#### Отрывок ####
Флот в Белой борьбе — страница 44 из 103

Пройдя около 15 часов Сарыч, я встретил свежий NOst, который постепенно усиливался и к вечеру достиг силы шторма.

(На «Алмазе» погрузка угля производится, как на многих яхтах, через порты, проделанные в борту. Все резиновые прокладки, за неимением таковых в порту, были заменены жгутами из пакли. При сильном волнении вода проникала в угольные ямы, а оттуда – в кочегарки. Помпы для выкачивания воды были забиты углем и не действовали. Крейсер получил крен на левый борт.)

Пришлось изменить курс и зайти в Ялту. На переход в 17 миль я потратил более 5 часов, так как кочегары укачались и пар сел до 40–50 фунтов.

(25 сентября/8 октября утром я пришел в Ялту и стал сначала на якорь на рейде. Волнение было сильное, и пришлось отдать два якоря. Под вечер я вошел в гавань Ялты и ошвартовался у мола. Дни 25-го и 26 сентября, после отдыха, данного машинной команде, были потрачены на очистку кочегарок от угля и приведение в порядок помп.)

27 сентября/10 октября, утром, снялся со швартовов и вышел по назначению. На следующее утро, подходя к Сочи, я был обстрелян неприятельской батареей, стоявшей в группе деревьев, направо от гостиницы «Ривиера», на пригорке, на правом берегу речки Соча-пста, кабельтовых в двух от берега моря. Стреляло, по-видимому, два орудия, одно – калибром около пяти дюймов, другое – меньше.

Неприятель стрелял на очень больших недолетах, и дальность была выше дальности моих пушек, почему огонь не открывал. Имея в виду, что Адлер может быть оставлен нашими войсками, я подходил к нему с осторожностью.

(Будучи кабельтовых в сорока от берега, я приказал сделать один выстрел в горы, где не было жилья, в расчете, что если Адлер занят большевиками, то они будут отвечать на мой огонь. Предположение мое оправдалось.)

Я был обстрелян неприятельской батареей калибром около пяти дюймов, стоявшей где-то в самом Адлере. Первое падение было с перелетом в несколько кабельтовых. Немедленно отвечал, причем неприятель весьма быстро прекратил стрельбу.
####
* **Задание**
Воспроизведите без изменений часть отрывка о походе крейсера «Алмаз» от слов «27 сентября/10 октября, утром, снялся» до слов «Предположение мое оправдалось.)» включительно. Записи для работы не нужны.
#### Записи данных ####
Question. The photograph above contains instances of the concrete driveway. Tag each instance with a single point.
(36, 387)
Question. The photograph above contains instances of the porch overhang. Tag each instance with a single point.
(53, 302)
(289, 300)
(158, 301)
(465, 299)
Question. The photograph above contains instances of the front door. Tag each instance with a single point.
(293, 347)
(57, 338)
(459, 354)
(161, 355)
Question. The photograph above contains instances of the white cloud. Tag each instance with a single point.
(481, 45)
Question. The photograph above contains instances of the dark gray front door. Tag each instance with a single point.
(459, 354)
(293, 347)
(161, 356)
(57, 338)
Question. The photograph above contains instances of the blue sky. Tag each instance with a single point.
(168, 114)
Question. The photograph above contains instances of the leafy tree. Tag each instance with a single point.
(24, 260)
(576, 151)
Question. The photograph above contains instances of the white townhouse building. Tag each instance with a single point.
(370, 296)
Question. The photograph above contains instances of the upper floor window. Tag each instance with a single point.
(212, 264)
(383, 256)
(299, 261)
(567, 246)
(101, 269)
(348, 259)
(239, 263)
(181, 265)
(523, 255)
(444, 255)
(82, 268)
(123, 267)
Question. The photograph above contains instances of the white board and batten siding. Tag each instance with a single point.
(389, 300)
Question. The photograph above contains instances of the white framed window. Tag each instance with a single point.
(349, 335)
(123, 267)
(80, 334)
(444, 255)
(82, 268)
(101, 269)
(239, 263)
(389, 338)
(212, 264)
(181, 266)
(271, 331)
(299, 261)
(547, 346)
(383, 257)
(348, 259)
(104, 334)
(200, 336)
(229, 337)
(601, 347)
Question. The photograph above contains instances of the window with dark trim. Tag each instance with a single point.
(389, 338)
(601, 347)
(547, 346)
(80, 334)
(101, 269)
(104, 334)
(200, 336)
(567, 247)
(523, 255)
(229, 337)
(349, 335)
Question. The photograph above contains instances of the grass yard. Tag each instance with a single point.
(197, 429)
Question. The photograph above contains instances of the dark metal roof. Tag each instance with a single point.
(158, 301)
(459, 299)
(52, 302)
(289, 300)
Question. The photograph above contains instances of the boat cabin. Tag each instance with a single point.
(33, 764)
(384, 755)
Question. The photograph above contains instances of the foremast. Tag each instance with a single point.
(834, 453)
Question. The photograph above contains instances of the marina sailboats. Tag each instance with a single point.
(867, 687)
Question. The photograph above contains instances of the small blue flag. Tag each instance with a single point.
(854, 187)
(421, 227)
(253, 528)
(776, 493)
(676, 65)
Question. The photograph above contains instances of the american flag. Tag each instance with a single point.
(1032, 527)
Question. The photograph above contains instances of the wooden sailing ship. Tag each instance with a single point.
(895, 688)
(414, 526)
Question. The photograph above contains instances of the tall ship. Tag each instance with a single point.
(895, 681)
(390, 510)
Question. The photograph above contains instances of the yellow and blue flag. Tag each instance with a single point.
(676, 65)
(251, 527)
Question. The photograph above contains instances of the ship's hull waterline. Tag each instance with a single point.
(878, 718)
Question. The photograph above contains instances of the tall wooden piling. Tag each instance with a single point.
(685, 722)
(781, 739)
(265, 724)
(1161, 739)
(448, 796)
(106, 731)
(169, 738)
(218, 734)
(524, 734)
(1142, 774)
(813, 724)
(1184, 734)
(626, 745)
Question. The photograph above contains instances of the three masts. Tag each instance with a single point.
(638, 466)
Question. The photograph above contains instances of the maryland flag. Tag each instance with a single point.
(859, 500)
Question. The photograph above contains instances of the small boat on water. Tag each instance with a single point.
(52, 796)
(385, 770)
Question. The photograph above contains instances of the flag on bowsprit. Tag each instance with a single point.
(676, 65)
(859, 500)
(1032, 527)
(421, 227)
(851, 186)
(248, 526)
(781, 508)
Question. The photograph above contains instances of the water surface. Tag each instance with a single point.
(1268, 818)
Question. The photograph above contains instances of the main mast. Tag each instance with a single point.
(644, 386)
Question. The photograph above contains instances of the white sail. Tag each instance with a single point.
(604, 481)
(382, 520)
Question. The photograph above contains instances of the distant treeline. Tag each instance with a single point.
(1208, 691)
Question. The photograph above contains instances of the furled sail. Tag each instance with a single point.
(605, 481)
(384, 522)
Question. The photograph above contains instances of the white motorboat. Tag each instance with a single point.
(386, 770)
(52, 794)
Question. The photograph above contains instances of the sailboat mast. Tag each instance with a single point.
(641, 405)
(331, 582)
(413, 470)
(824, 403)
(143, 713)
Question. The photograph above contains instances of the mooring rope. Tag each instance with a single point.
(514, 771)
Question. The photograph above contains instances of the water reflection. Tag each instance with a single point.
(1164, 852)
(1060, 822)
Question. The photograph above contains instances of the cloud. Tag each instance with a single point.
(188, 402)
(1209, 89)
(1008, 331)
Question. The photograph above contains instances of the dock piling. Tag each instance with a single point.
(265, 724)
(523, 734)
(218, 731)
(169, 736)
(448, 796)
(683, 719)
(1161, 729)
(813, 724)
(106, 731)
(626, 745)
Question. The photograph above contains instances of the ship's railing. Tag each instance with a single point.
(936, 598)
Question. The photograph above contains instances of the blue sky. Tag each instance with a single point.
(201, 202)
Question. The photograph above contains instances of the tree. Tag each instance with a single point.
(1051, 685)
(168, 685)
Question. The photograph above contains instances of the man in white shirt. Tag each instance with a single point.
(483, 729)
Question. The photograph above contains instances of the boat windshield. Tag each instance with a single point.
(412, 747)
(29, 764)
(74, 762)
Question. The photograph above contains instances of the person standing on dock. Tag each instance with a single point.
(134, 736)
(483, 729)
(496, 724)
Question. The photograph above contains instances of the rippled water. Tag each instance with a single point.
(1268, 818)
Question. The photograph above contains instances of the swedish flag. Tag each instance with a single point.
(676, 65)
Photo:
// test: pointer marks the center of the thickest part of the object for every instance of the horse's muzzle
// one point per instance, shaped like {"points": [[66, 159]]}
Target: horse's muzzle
####
* **Решение задания**
27 сентября/10 октября, утром, снялся со швартовов и вышел по назначению. На следующее утро, подходя к Сочи, я был обстрелян неприятельской батареей, стоявшей в группе деревьев, направо от гостиницы «Ривиера», на пригорке, на правом берегу речки Соча-пста, кабельтовых в двух от берега моря. Стреляло, по-видимому, два орудия, одно – калибром около пяти дюймов, другое – меньше.

Неприятель стрелял на очень больших недолетах, и дальность была выше дальности моих пушек, почему огонь не открывал. Имея в виду, что Адлер может быть оставлен нашими войсками, я подходил к нему с осторожностью.

(Будучи кабельтовых в сорока от берега, я приказал сделать один выстрел в горы, где не было жилья, в расчете, что если Адлер занят большевиками, то они будут отвечать на мой огонь. Предположение мое оправдалось.)